# Task
Output all records precisely as written.

»»

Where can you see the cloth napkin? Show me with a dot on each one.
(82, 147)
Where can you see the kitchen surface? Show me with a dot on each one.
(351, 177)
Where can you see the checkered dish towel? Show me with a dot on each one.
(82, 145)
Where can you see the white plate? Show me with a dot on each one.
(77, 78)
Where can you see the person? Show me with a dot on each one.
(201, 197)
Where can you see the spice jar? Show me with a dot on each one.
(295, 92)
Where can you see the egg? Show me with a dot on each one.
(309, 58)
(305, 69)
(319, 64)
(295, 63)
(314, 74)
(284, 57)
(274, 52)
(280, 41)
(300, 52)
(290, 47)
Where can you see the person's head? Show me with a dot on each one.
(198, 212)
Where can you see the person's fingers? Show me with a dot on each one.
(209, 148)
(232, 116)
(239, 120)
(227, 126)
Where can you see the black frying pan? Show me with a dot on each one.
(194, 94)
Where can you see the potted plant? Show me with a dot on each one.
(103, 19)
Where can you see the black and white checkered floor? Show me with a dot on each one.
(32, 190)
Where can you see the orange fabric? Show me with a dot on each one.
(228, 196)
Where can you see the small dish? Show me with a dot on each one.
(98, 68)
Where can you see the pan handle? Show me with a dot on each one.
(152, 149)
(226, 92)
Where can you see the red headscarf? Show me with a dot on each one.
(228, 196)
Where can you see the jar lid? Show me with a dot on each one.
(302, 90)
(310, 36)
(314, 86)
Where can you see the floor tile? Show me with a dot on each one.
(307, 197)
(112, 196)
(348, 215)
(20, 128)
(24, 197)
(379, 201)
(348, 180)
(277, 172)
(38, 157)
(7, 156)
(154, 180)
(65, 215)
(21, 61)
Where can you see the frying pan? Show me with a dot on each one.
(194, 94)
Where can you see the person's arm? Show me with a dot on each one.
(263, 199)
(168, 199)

««

# Exercise answer
Where can you see the cloth napkin? Show me with a dot on each one.
(82, 147)
Where can you see the kitchen surface? Show me with a dot on each one.
(351, 177)
Where can you see the checkered dish towel? Show me with a dot on each one.
(82, 145)
Where can you see the white plate? Show me with a dot on each one.
(77, 78)
Where can you see the person? Show me with a dot on each one.
(201, 197)
Where can you see the spice jar? Show me with a dot on each one.
(295, 92)
Where can you see the egg? Show me with a dot on each one.
(309, 58)
(305, 69)
(319, 64)
(295, 63)
(314, 74)
(284, 57)
(274, 52)
(280, 41)
(300, 52)
(290, 47)
Where can you see the person's head? Show me with a dot on each one.
(198, 212)
Where can you see the person's fingers? Show me with a dot on each one.
(209, 148)
(232, 116)
(239, 120)
(227, 126)
Where can you see the black frying pan? Show me with a dot on each one.
(194, 94)
Where can you see the potted plant? Show me with a dot on each one.
(103, 19)
Where can you see the black and white checkered floor? Show me with a dot on each one.
(32, 190)
Where can you see the orange fabric? Show me with a dot on each one.
(228, 196)
Where can you see the small dish? Show me with a dot on each one.
(98, 68)
Where can you see the pan handle? Show me with a dot on each one.
(152, 149)
(226, 92)
Where can you see the red headscarf? Show me with a dot on each one.
(228, 196)
Where can you see the jar lid? Show me with a dot on each one.
(302, 90)
(310, 36)
(314, 86)
Where can you see the floor tile? Show me with a dot on each one.
(307, 197)
(112, 196)
(348, 215)
(20, 128)
(24, 197)
(379, 201)
(348, 180)
(277, 172)
(38, 157)
(7, 156)
(154, 180)
(65, 215)
(21, 61)
Where can you see the frying pan? Show me with a dot on each one.
(194, 94)
Where can you see the person's arm? Show me with a dot on each one.
(263, 199)
(168, 199)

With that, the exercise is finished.